— EXTRACT TO READ —

————

In the image above, notice that I've placed a piece of 1/2" polystyrene insulation (pink insulating board) under the blade. When cutting small pieces, as the piece is cut loose the piece gets jammed between the blade and the back of the blade well. This is very violent and it damages the both the stock and the well.
There is a lock on the side of the saw that applies pressure to the table so it can't move. It's useless without some help. The pressure applied by the lock causes the table to tilt back making it impossible to get a square vertical cut. If you want to use the lock, you must insert a wedge (I'm using a center punch in the photo) under the opposite side of the table. Even without using the lock on the side, the table isn't quite square. It's probably good enough for most people but it's not perfect.

————

— DATASET EXTRACT —
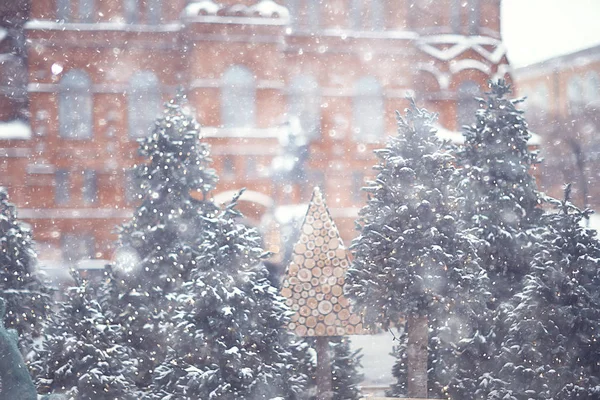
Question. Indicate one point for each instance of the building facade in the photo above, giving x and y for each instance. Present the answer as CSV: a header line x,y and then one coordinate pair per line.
x,y
266,79
563,107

————

— SET TASK 1 —
In the saw passage, what is shown being used as a wedge under the table?
— SET TASK 2 —
Copy out the saw passage from "There is a lock" to "it's not perfect.".
— SET TASK 3 —
Write the next part of the saw passage, picking up after its final sentence.
None of the lines matter for this work.

— EXPECTED OUTPUT 1 —
A center punch.

— EXPECTED OUTPUT 2 —
There is a lock on the side of the saw that applies pressure to the table so it can't move. It's useless without some help. The pressure applied by the lock causes the table to tilt back making it impossible to get a square vertical cut. If you want to use the lock, you must insert a wedge (I'm using a center punch in the photo) under the opposite side of the table. Even without using the lock on the side, the table isn't quite square. It's probably good enough for most people but it's not perfect.

— EXPECTED OUTPUT 3 —
Abrasives:
Whether you need to smooth a finish or lightly chamfer a freshly cut end of a piece of stock, you'll need to use an abrasive. The most common abrasive is sandpaper. It's most commonly coated with aluminum oxide but can have other abrasives also. You'll find both cloth and paper backed abrasive sheets. Cloth backed sheets are more durable but less flexible. Paper backed sheets are generally less expensive. There are also wet (waterproof) and dry versions available. The non-waterproof paper generally holds up to oil which will allow you to have the advantages of wet sanding even if you're abrasive isn't waterproof. Wet sanding (with oil or water) helps to keep the abrasive from filling up which will make it last much longer.
I generally use emory cloth with a light oil when I need to lightly sand a workpiece. Emory cloth is generally only available in 3 different grades (fine, medium and course). Other abrasive sheets are typically available in many different grades from 16 grit (VERY rough) to 2500 grit (VERY fine). For most sanding, you'll use something between 220 and 600 grit. Rough grit abrasives remove material very quickly but leave a rough finish. You have to choose the correct grit for your application. The next image is 220 grit sandpaper. The one below it is 400 grit sandpaper. The jaws of the dial caliper are set 1/16" apart for both photos.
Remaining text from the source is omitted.